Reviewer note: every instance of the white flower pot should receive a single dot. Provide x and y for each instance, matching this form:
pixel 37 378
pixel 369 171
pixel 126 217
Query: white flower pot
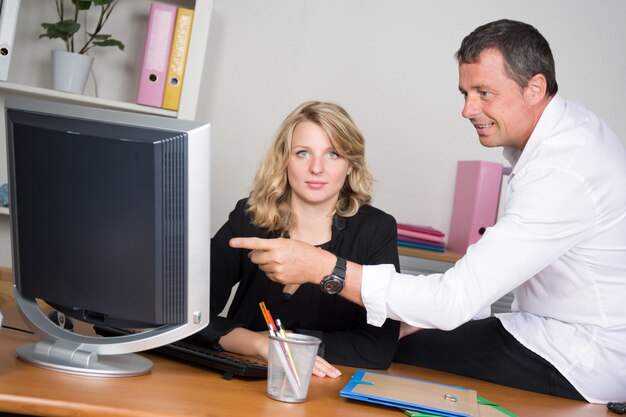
pixel 70 71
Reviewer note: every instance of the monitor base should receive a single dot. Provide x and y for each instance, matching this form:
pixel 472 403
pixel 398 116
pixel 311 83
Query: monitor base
pixel 80 362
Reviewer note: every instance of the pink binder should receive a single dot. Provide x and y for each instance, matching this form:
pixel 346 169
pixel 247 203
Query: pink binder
pixel 476 197
pixel 156 54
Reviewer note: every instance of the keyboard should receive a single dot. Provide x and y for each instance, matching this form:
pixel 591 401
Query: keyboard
pixel 228 363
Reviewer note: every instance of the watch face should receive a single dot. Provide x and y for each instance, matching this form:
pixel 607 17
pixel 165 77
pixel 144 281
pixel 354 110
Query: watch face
pixel 332 284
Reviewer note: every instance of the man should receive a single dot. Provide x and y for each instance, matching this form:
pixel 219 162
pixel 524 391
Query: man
pixel 560 245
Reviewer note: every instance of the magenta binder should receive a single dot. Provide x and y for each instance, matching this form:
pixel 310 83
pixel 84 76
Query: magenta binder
pixel 476 197
pixel 156 54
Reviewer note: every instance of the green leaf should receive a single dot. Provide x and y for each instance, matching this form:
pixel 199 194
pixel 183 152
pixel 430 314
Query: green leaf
pixel 82 4
pixel 110 42
pixel 64 29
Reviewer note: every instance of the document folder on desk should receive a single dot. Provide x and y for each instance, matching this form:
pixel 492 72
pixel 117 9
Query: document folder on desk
pixel 412 394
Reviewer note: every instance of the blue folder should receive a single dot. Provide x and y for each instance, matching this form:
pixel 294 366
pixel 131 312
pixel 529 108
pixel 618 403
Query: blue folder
pixel 412 394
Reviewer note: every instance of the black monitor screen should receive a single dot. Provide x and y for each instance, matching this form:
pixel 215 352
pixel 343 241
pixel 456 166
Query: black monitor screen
pixel 100 216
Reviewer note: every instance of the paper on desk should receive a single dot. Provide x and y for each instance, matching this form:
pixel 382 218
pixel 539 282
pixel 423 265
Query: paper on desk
pixel 412 394
pixel 485 407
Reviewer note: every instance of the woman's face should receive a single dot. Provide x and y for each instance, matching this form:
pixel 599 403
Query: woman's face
pixel 315 171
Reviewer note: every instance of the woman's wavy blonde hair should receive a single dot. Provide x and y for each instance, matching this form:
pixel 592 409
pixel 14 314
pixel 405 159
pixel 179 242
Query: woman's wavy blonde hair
pixel 269 200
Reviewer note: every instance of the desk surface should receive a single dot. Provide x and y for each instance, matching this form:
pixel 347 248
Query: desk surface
pixel 177 389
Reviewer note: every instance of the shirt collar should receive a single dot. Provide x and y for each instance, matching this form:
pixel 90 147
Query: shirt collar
pixel 550 116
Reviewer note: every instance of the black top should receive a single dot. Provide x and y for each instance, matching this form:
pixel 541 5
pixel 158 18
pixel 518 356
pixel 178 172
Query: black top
pixel 369 237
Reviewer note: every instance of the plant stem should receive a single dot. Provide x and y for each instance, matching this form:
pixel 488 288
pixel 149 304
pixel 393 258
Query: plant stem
pixel 105 12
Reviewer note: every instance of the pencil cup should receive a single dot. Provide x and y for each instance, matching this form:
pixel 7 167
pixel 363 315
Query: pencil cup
pixel 290 365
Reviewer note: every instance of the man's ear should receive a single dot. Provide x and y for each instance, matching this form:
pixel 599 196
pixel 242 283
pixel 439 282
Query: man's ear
pixel 536 89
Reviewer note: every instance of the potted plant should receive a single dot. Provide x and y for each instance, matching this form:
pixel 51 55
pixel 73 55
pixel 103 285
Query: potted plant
pixel 71 67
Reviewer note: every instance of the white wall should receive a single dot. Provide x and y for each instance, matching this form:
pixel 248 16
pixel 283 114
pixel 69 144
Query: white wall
pixel 390 64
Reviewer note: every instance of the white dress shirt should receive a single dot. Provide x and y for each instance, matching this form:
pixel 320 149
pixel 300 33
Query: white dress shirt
pixel 560 245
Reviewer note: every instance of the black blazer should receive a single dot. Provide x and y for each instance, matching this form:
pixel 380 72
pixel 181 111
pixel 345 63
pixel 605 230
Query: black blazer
pixel 369 237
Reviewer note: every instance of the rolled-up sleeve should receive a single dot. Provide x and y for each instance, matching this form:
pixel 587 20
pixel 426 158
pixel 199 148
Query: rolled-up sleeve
pixel 375 281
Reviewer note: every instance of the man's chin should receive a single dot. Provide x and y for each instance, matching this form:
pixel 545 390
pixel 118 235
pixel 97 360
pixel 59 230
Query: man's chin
pixel 487 141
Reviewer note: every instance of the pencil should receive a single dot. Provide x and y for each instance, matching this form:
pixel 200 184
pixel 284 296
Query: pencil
pixel 284 346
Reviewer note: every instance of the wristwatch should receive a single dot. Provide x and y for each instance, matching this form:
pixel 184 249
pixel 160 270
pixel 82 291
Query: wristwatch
pixel 333 283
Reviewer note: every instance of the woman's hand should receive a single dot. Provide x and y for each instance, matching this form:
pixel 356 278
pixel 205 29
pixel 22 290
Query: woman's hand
pixel 246 342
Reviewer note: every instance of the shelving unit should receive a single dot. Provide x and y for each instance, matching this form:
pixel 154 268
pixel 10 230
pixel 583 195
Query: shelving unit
pixel 133 12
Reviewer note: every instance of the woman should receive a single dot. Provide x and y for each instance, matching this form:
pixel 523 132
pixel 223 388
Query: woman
pixel 314 186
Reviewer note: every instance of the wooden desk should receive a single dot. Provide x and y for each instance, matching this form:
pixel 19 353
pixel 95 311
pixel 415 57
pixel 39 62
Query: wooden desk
pixel 177 389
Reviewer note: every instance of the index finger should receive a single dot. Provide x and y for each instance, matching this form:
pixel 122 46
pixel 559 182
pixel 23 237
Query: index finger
pixel 252 243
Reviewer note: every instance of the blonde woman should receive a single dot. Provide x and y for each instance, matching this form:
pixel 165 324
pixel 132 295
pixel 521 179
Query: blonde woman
pixel 314 186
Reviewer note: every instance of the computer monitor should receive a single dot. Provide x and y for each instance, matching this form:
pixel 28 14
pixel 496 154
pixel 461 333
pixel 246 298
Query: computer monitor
pixel 109 225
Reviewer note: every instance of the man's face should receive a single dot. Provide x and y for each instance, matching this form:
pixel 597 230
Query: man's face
pixel 496 105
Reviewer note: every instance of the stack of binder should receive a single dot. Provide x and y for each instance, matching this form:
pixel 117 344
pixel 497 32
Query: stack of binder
pixel 165 56
pixel 421 237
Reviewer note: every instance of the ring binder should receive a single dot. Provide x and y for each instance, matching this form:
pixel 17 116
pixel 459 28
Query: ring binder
pixel 8 23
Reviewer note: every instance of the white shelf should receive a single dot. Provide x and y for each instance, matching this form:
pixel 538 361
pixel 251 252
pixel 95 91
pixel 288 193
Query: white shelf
pixel 8 88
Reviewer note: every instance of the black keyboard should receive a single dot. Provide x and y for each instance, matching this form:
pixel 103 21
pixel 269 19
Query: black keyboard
pixel 229 363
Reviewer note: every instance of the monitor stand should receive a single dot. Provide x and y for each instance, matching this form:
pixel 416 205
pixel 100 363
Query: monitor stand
pixel 64 351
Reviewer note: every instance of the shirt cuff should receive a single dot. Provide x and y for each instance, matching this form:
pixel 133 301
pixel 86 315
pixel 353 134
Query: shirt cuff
pixel 374 283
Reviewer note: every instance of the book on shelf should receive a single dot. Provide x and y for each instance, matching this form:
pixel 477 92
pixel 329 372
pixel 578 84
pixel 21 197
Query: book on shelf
pixel 178 58
pixel 419 246
pixel 9 10
pixel 427 233
pixel 423 242
pixel 156 56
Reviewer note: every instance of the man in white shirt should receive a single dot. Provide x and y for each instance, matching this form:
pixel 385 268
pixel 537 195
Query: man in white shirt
pixel 560 245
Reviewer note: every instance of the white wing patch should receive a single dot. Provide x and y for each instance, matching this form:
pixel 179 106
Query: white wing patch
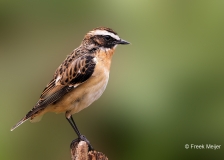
pixel 103 32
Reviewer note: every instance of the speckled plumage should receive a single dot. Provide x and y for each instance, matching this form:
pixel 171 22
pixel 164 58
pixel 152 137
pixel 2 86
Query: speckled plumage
pixel 80 79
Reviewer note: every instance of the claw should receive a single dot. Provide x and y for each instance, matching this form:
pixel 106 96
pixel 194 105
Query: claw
pixel 81 138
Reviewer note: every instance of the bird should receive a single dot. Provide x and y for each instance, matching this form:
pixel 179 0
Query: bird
pixel 80 80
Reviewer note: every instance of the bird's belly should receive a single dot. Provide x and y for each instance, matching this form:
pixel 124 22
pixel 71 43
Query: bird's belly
pixel 82 96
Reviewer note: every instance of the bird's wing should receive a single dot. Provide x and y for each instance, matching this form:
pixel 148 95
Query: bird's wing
pixel 70 74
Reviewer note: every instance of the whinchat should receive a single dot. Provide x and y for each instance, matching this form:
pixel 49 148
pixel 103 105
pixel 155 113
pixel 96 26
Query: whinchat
pixel 79 80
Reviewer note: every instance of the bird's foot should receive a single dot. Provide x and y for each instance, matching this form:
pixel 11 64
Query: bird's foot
pixel 82 138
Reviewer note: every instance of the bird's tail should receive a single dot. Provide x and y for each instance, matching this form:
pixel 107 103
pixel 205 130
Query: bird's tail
pixel 19 123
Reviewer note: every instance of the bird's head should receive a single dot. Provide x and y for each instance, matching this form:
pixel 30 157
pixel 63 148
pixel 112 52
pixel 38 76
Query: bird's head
pixel 102 37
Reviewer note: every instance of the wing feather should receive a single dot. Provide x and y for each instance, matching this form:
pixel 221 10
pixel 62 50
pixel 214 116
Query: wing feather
pixel 69 75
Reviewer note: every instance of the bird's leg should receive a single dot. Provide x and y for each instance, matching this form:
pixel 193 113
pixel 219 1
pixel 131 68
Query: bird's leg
pixel 80 137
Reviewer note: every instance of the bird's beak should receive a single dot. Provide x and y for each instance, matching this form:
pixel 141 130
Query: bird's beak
pixel 121 41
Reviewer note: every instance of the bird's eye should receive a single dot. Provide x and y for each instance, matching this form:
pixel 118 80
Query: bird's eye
pixel 107 37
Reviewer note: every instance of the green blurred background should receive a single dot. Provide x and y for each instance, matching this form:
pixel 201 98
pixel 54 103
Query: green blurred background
pixel 165 90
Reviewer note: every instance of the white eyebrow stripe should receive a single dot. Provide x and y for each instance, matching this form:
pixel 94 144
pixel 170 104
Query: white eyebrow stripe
pixel 103 32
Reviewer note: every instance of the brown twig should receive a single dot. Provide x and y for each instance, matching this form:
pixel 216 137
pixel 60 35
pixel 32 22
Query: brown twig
pixel 79 151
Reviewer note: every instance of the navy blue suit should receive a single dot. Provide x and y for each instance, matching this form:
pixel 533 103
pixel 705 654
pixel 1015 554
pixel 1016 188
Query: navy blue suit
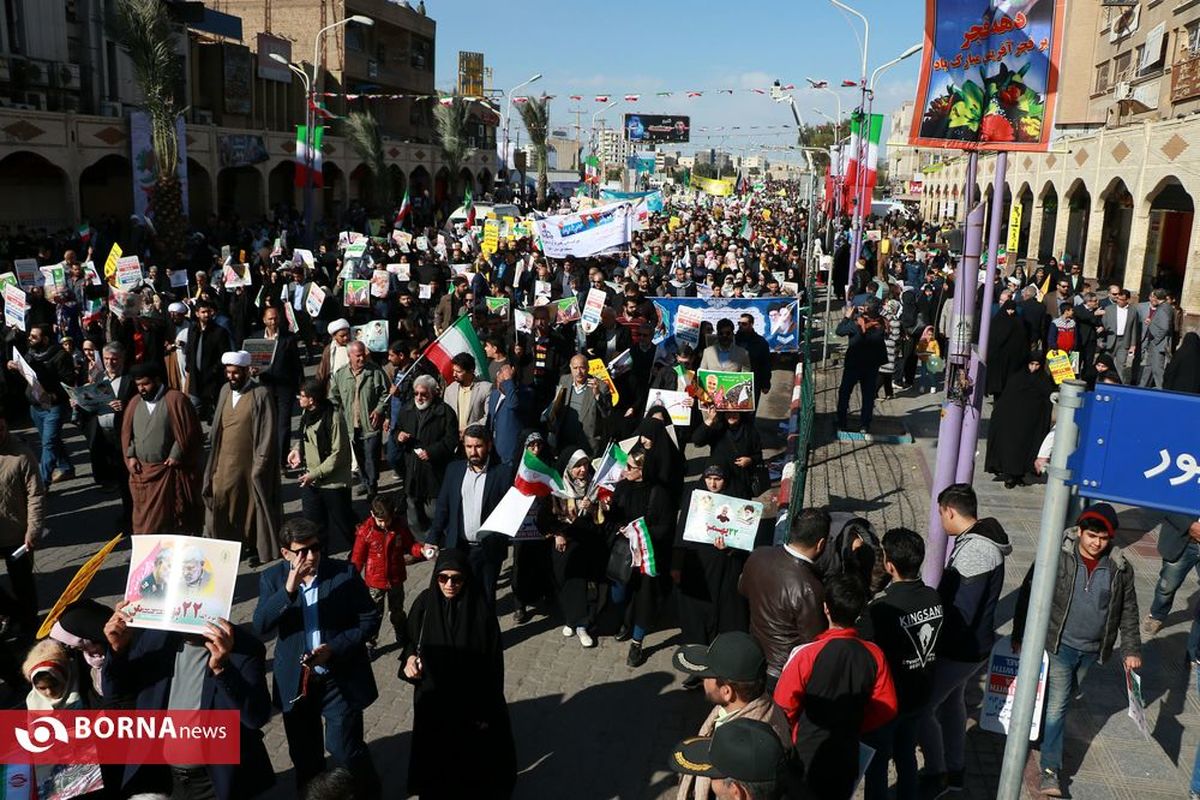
pixel 347 619
pixel 487 555
pixel 145 669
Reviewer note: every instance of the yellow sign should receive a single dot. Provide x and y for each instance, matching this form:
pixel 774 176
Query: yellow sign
pixel 491 238
pixel 597 368
pixel 114 256
pixel 1059 364
pixel 1014 228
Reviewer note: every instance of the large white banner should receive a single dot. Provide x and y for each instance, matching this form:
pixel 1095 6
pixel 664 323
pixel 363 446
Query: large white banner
pixel 586 233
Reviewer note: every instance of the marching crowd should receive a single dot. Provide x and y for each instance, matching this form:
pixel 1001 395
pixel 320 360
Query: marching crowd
pixel 807 649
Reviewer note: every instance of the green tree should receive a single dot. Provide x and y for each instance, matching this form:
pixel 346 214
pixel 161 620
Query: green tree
pixel 363 131
pixel 535 115
pixel 147 32
pixel 453 122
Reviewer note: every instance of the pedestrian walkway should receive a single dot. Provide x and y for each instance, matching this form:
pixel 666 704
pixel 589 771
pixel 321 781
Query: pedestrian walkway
pixel 1105 755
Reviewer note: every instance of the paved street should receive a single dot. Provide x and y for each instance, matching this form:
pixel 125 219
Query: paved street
pixel 589 727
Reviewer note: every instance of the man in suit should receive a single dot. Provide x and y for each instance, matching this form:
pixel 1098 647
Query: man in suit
pixel 1122 332
pixel 1179 543
pixel 1157 325
pixel 323 615
pixel 222 669
pixel 471 491
pixel 466 395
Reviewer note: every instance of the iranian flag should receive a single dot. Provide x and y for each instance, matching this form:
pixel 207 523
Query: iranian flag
pixel 537 480
pixel 641 548
pixel 406 208
pixel 468 205
pixel 301 163
pixel 457 338
pixel 853 166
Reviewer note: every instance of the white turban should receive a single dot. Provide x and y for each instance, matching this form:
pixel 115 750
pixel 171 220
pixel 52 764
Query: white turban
pixel 235 359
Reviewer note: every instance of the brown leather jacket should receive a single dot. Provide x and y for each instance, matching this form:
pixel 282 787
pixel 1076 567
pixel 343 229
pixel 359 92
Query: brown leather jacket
pixel 786 602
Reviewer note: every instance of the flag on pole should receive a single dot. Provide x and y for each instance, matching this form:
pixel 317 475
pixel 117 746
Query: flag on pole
pixel 406 206
pixel 468 205
pixel 301 163
pixel 537 479
pixel 457 338
pixel 641 548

* _Task requirements_
Lines to set down from above: the line with "Reviewer note: every instance of the plant", the line with "pixel 426 158", and every line between, each exactly as written.

* _Task result_
Reviewer note: every instance of the plant stem should receive a single dot. Provide x and y for each instance, matching this form:
pixel 488 288
pixel 149 304
pixel 393 258
Query: plant stem
pixel 105 12
Reviewer note: every instance of the pencil cup should receive a single dot. Provide x and y for each instance, matching this form:
pixel 7 167
pixel 363 315
Query: pencil cup
pixel 290 365
Reviewer note: every instance of the man's ear should receive a single dot. Provide x and y for each instance, matching this form:
pixel 599 196
pixel 242 283
pixel 439 282
Query: man's ear
pixel 536 89
Reviewer note: every instance of the potted plant should receive a single dot. Provide x and y for each instance, matching this form:
pixel 51 55
pixel 73 55
pixel 103 285
Query: potted plant
pixel 71 67
Reviewer note: every instance of the white wall should receive a single dot. Provide x and y for each instance, matching this form:
pixel 248 16
pixel 283 114
pixel 69 144
Query: white wall
pixel 390 64
Reviewer note: every instance of the white dress shirt should receive a single dot. Provide x and y for each instance, matching this form:
pixel 320 149
pixel 300 33
Query: white dress shirt
pixel 560 245
Reviewer note: every instance of the black blazer should receive a single dot. Provide x and y for each instance, matching this form:
pixel 380 72
pixel 181 111
pixel 345 63
pixel 605 230
Query: black blazer
pixel 369 237
Reviewer note: every instance of the rolled-up sleeve should receive a single dot. Provide x and y for each instance, matching this form:
pixel 587 20
pixel 426 158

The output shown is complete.